Work instructions
Where a picture occurs in the data, omit it, and copy all remaining data exactly.

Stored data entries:
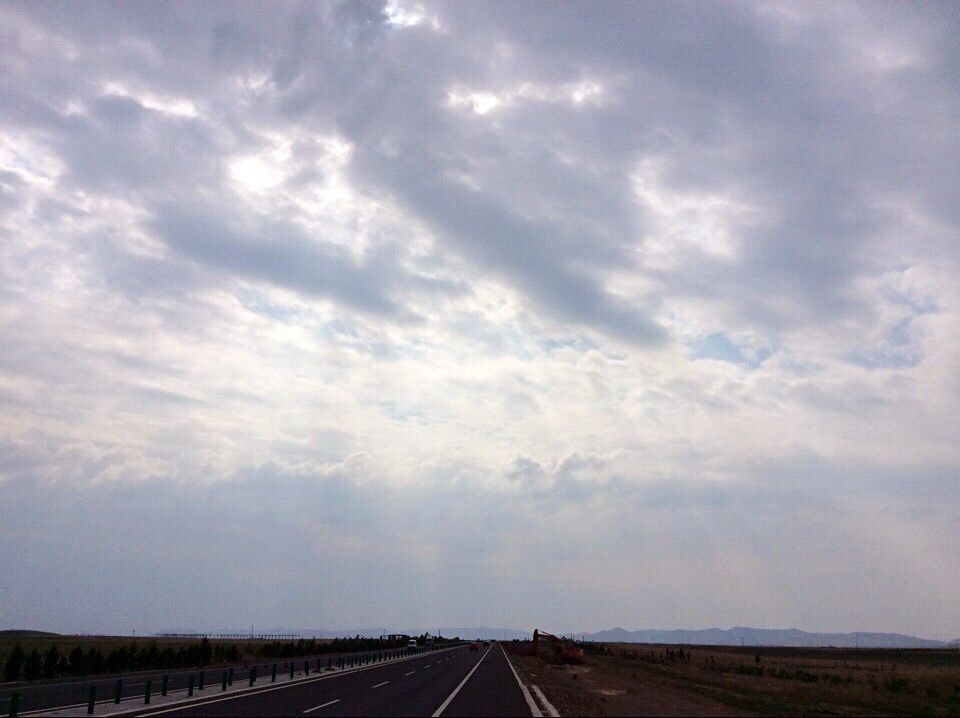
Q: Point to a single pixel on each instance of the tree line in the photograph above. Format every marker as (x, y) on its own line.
(81, 662)
(53, 663)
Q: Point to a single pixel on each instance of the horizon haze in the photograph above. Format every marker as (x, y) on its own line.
(430, 313)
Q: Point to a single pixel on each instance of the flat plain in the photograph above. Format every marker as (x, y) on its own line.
(635, 679)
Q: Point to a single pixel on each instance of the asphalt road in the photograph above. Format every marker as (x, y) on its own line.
(458, 682)
(49, 695)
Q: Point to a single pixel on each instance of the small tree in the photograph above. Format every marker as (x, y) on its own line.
(78, 661)
(33, 666)
(14, 664)
(206, 651)
(51, 662)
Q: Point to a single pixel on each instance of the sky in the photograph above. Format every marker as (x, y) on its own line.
(565, 315)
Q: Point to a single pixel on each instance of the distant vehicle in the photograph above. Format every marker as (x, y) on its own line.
(564, 649)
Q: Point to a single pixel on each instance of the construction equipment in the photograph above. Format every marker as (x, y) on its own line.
(563, 649)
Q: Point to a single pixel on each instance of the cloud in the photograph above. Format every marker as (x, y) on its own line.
(650, 308)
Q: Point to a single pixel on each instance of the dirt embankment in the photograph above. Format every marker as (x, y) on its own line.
(630, 679)
(600, 687)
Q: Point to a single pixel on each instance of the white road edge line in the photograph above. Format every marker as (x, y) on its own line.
(554, 713)
(531, 704)
(181, 705)
(443, 706)
(322, 705)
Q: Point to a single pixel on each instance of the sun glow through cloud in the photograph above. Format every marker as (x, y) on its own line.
(656, 304)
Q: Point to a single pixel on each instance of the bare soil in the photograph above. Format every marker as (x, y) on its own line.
(657, 680)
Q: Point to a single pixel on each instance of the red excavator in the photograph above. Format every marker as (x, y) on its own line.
(563, 649)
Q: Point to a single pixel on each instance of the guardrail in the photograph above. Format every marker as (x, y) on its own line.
(12, 703)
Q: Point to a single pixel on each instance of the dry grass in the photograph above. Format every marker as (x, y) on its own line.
(792, 681)
(29, 640)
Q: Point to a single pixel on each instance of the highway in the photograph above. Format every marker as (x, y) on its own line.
(49, 695)
(450, 682)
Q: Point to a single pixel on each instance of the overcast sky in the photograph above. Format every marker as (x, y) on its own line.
(559, 315)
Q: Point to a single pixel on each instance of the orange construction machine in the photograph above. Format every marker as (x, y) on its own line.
(563, 649)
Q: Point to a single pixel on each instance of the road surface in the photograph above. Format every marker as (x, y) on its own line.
(452, 682)
(49, 695)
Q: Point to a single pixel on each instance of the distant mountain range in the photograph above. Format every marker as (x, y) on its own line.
(707, 636)
(764, 637)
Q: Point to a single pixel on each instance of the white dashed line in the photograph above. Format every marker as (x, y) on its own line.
(322, 705)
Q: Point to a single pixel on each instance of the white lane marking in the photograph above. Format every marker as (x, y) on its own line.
(322, 705)
(243, 693)
(443, 706)
(531, 704)
(554, 713)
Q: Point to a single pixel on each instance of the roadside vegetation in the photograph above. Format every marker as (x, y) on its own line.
(638, 679)
(33, 655)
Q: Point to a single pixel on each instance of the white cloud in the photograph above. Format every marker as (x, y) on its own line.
(589, 291)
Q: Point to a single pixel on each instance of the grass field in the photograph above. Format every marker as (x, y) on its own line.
(29, 640)
(630, 679)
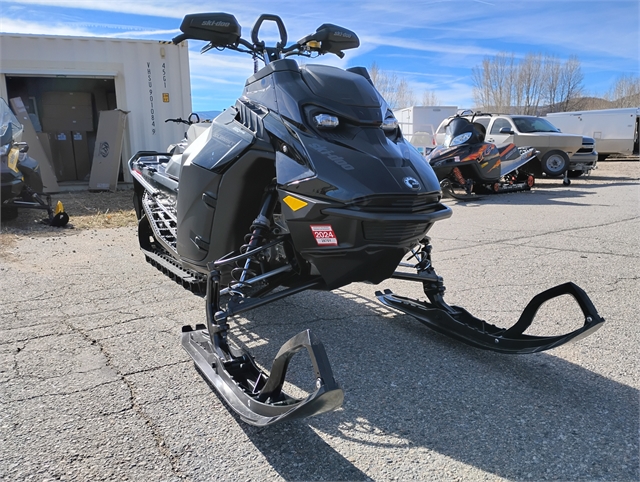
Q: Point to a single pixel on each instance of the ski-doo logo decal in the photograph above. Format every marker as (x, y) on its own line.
(411, 183)
(213, 23)
(332, 156)
(294, 203)
(324, 235)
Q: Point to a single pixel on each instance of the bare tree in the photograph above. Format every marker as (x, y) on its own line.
(571, 78)
(502, 85)
(625, 92)
(528, 87)
(551, 89)
(493, 82)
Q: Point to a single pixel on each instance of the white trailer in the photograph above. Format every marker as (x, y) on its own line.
(419, 124)
(615, 130)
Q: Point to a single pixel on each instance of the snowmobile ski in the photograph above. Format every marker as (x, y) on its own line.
(256, 397)
(458, 323)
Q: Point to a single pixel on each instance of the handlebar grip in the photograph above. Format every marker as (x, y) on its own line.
(176, 40)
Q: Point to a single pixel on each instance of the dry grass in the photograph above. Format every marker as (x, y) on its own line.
(87, 210)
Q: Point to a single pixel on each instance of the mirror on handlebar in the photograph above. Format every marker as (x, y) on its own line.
(220, 29)
(333, 39)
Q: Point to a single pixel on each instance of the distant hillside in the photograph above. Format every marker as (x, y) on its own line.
(581, 103)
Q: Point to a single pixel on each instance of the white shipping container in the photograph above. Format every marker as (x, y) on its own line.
(149, 79)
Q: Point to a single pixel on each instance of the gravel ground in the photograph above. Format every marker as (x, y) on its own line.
(95, 386)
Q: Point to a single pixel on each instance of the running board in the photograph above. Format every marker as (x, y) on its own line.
(256, 397)
(458, 323)
(189, 279)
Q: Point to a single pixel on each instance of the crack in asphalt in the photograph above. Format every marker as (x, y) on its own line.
(135, 406)
(57, 394)
(510, 241)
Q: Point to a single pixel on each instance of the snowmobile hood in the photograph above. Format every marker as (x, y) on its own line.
(371, 164)
(340, 86)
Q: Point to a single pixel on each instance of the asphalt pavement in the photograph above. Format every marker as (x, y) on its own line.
(94, 384)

Answer area
Q: Point to a single pixel on each instance of the tree line in the photograph above. Format every marker as (x, y) on its own line.
(81, 662)
(53, 663)
Q: Point to a single pixel on each instance of the horizon haze in the photograph above. Format every marker as (x, y) on its own line.
(430, 313)
Q: Point to a single pixel on each instance of the flat plain in the photograph above. Format every marker as (x, y) on its own line.
(635, 679)
Q: Point to a single pixel on each instance of the asphalt road in the photograph above. Format every marker as (x, y) on its own line.
(458, 682)
(49, 695)
Q: Point to a single pixel on each instance of the small tree in the photograph above. Format every marker as (x, y) on its own line.
(78, 661)
(33, 666)
(14, 664)
(206, 651)
(51, 662)
Q: Point to a single pixel on each instance of the sky in the photograph above. Format every marker as (x, y) on its own line.
(565, 315)
Q: Point to a single pixel on each instance of the distant vehicle in the photograph above. Format every marker as (x, y) on its own line.
(564, 649)
Q: Point to a single pixel on each instance of the construction equipment in the photograph above. Format every marker as (x, y) on its own line.
(563, 649)
Q: Point to a single pixel on each instance of the cloud in the photograph above. Format every marker as (x, y) on its own line.
(650, 308)
Q: Point to a single pixel on each instance of the dirt embankment in the photograph above. Format every marker as (x, y) on its own line.
(630, 679)
(600, 687)
Q: Point to a single pixel on each instance of the white road edge line in the photograph above. Format every marker as (x, y) on its own line.
(554, 713)
(531, 704)
(181, 705)
(443, 706)
(322, 705)
Q: Point to a single pixel on each instance of the sun glow through cloud in the photograph above. Format every marker as (x, y) on its own line.
(656, 304)
Q: Point to a single pixel on each instance of the bare soil in the photograph above. Format every marker as (x, y) on its own line.
(657, 680)
Q: Point to a single pixel on each instance of the red excavator in the photograph above. Format every marker as (x, y) on its own line.
(563, 649)
Q: Point to a single pixel on each instance of the guardrail in the photograph above. Format every marker as (x, y) on its own line.
(12, 703)
Q: Point to a single pixel on each instance of the dry grass in the photograph above. Format every marker as (x, y) on its own line.
(792, 681)
(29, 640)
Q: Point to a single pixel on each instance of the highway in the photograph above. Format every marker as (x, y) on its own line.
(49, 695)
(450, 682)
Q: Point to a single pixel on each instance of the overcast sky in the photograph above. Format every marker as (x, y) on its own line.
(559, 315)
Q: Point to a single pixel on each instance of the orange construction machine in the photograph above. Format every marker as (x, y) on its own line.
(563, 649)
Q: Point to a single pixel on each instance of the road surface in the photograph above. Format every marker as (x, y) on its own line.
(452, 682)
(49, 695)
Q: Point to a single pixel on each instance of the distant mountain range in the photograph above. Format every marker as (x, y) on its own line.
(707, 636)
(764, 637)
Q: Point to a single pixel on each instance of the white dashed line in the photograph above. Format every marker as (x, y) on its own line.
(322, 705)
Q: Point to a single pixel on each instance of the white lane marking in the photograph above. Format every marker as (x, y) on its own line.
(322, 705)
(243, 693)
(443, 706)
(531, 704)
(554, 713)
Q: Point to a single pixel on each instance of the roadside vegetation in the photograph above. Format every marker as (x, y) on its own line.
(638, 679)
(33, 655)
Q: Point to a single pixel on each instance of the white cloud in the photograph above. Format every marker as (x, y) on its own line.
(589, 291)
Q: Point to a single pixel on each instance of the grass field in the photograph above. Format every marker as (x, y) on its own line.
(29, 640)
(630, 679)
Q: Point to a single pixel on each instance of the ski-doo logo decal in the photograph above. Format every marker as (x, y) on its own line.
(411, 183)
(213, 23)
(332, 156)
(294, 203)
(324, 235)
Q: Point to a single pixel on each instance of the bare tree in the photograph above. Format every marker as (x, y) on its own line.
(571, 78)
(502, 85)
(625, 92)
(528, 87)
(551, 89)
(493, 82)
Q: Point to a single pixel on each instance of the white trailer in the photograph above. Format every marker as (x, y) on its own line.
(419, 124)
(615, 130)
Q: Point to a single pixel on each instance of the snowmobile ski in the photograph above. Format every marker as (x, y) on its own line.
(256, 397)
(458, 323)
Q: Point to a single pixel on each instance of the handlebar grip in the photograph above. Format every marker as (x, y) on its own line.
(176, 40)
Q: Point to a single pixel on each instance of the dry grass in the photograph above. Format every marker as (x, y) on its own line.
(87, 210)
Q: Point to a single pixel on each instance of the mirror on handlebar in the photograph above. Format every marker as (x, y) on its own line.
(220, 29)
(333, 39)
Q: Point to a single pixel on each instance of the distant hillside in the photograph above. Format every marker as (x, y) on its own line.
(581, 103)
Q: Point to a single pixel on each instance of the white shipping container in the photograph above. Format every marker as (x, y) on its own line.
(149, 79)
Q: Point to a single pixel on each instance of the gravel ground in the photograph above. Format every marker as (x, y) on its own line.
(95, 386)
Q: Point to a single pixel on each instance of the running board in the photograph above. Format every marker as (x, y) on its own line.
(256, 397)
(458, 323)
(189, 279)
Q: Point to a single pixel on each instance of the crack in asphalt in the photograph above. Format every marker as (x, y) on its own line.
(135, 406)
(57, 394)
(510, 241)
Q: Point to a single pixel on each instance of the snowmobile hood in the photograph above. Format every marker as (x, y) on its own line.
(371, 164)
(340, 86)
Q: Point to a single pixel on each instance of the asphalt pavement in the photograph above. Format every marker as (x, y) on its own line.
(94, 384)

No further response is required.